### Source document

Couple teaches in China and spends summers on Lake Koronis

This article submitted by Linda Stelling on 8/16/00 and corrected on 9/27/00.

China teachers Ron-Michael and Daisy Pellant (shown at right with their children, Ruby, 2 1/2, and Max, eight and a half months) agree that teaching overseas is great. They start their fifth year of teaching in China this week at the International School of Beijing. They left their summer home on Lake Koronis Sunday to prepare for the new school year, which runs from mid-August to mid-June.

 Both are teachers at the middle school level, where Daisy is a health and theater teacher and Ron-Michael teaches computers. In the past, he has taught English and social science.

 The couple met in graduate school at the University of St. Thomas. Two years later they were teaching in Kuwait. Of their years as teachers, they have spent seven years overseas.

They learned about teaching overseas at a job fair. Their first foreign assignment was in Kuwait, where Robb and Linda Hoiseth of Paynesville were assigned to be their mentors. It was through the Hoiseths that they were introduced to Paynesville. They met the Hoiseths for the first time in Paynesville before traveling to Kuwait.

 The Pellants find it natural that they would want to teach overseas. They both have European mothers. Daisy's mother is a native of England, and Ron-Michael's is from Sweden. "I traveled a lot as a child," Daisy said. "I really valued that time." During college, Daisy lived in New Zealand and Australia for awhile.

 To teach overseas, they agree that a person needs to enjoy a challenge. "You are living in a foreign country where you do not know the language or culture, and you can't even read the signs to know where to go to the bathroom," Daisy said.

 "You need to be comfortable living clueless and get used to using hand signals to find your way around," she added.

 "We love the challenge," Ron-Michael said.

International school
"In China, they allow you to teach the way it should be, in smaller classes surrounded by a supportive community," Daisy said. "I'll take small class sizes and a positive education experience over a fancy textbook," she added.

######

■ **Given request A**: Could you output the article word for word, everything from "The couple met" down to "Australia for awhile."?

### Data provided

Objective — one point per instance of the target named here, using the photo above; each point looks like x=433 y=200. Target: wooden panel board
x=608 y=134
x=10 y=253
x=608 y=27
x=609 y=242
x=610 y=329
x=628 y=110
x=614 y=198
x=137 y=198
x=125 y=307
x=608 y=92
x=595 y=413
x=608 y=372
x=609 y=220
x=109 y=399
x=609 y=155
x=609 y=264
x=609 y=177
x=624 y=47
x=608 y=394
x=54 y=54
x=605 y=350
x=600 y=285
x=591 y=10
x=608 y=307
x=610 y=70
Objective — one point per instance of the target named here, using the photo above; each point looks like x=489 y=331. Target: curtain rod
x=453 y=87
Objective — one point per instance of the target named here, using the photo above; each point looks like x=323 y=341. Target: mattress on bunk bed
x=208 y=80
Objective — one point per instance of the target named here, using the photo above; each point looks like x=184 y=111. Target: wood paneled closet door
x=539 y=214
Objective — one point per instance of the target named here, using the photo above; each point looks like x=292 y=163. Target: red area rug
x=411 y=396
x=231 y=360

######
### Data provided

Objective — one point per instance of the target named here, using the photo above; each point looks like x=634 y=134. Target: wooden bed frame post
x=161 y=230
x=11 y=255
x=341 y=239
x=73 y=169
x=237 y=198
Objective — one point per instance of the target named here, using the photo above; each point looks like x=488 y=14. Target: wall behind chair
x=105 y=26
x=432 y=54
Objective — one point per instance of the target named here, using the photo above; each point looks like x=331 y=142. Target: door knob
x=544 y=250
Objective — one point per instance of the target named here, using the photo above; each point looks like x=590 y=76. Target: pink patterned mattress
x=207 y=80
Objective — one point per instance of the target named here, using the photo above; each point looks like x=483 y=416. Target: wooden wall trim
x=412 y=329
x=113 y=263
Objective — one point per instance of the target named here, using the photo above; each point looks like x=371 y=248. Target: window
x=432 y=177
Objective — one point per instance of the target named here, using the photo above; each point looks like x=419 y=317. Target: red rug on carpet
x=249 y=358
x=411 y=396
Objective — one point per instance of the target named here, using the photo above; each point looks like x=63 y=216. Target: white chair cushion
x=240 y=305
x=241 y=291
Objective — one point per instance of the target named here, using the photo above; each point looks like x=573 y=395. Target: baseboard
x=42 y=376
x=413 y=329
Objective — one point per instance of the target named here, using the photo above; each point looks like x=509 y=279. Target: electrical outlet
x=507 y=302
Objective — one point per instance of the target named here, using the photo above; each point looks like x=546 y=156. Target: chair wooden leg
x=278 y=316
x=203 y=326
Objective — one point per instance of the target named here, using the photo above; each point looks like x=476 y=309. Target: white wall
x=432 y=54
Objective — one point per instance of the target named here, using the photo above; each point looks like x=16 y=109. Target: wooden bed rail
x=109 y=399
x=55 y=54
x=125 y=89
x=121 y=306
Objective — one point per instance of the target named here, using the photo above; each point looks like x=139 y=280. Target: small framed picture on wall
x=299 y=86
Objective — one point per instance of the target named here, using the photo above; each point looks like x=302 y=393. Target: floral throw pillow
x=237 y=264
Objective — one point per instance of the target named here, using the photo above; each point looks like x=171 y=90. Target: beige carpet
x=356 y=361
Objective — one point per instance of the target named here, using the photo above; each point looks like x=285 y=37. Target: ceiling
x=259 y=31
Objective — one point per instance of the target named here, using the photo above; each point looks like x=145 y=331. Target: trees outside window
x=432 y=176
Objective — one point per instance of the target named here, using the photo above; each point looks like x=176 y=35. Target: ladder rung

######

■ **Given request B**: Can you return, unchanged, the rows from the one containing "y=395. Target: baseboard" down to the one containing "x=507 y=302", both included?

■ **Answer A**:
The couple met in graduate school at the University of St. Thomas. Two years later they were teaching in Kuwait. Of their years as teachers, they have spent seven years overseas.

They learned about teaching overseas at a job fair. Their first foreign assignment was in Kuwait, where Robb and Linda Hoiseth of Paynesville were assigned to be their mentors. It was through the Hoiseths that they were introduced to Paynesville. They met the Hoiseths for the first time in Paynesville before traveling to Kuwait.

 The Pellants find it natural that they would want to teach overseas. They both have European mothers. Daisy's mother is a native of England, and Ron-Michael's is from Sweden. "I traveled a lot as a child," Daisy said. "I really valued that time." During college, Daisy lived in New Zealand and Australia for awhile.

■ **Answer B**:
Objective — one point per instance of the target named here, using the photo above; each point looks like x=573 y=395. Target: baseboard
x=42 y=376
x=413 y=329
Objective — one point per instance of the target named here, using the photo above; each point looks like x=509 y=279. Target: electrical outlet
x=507 y=302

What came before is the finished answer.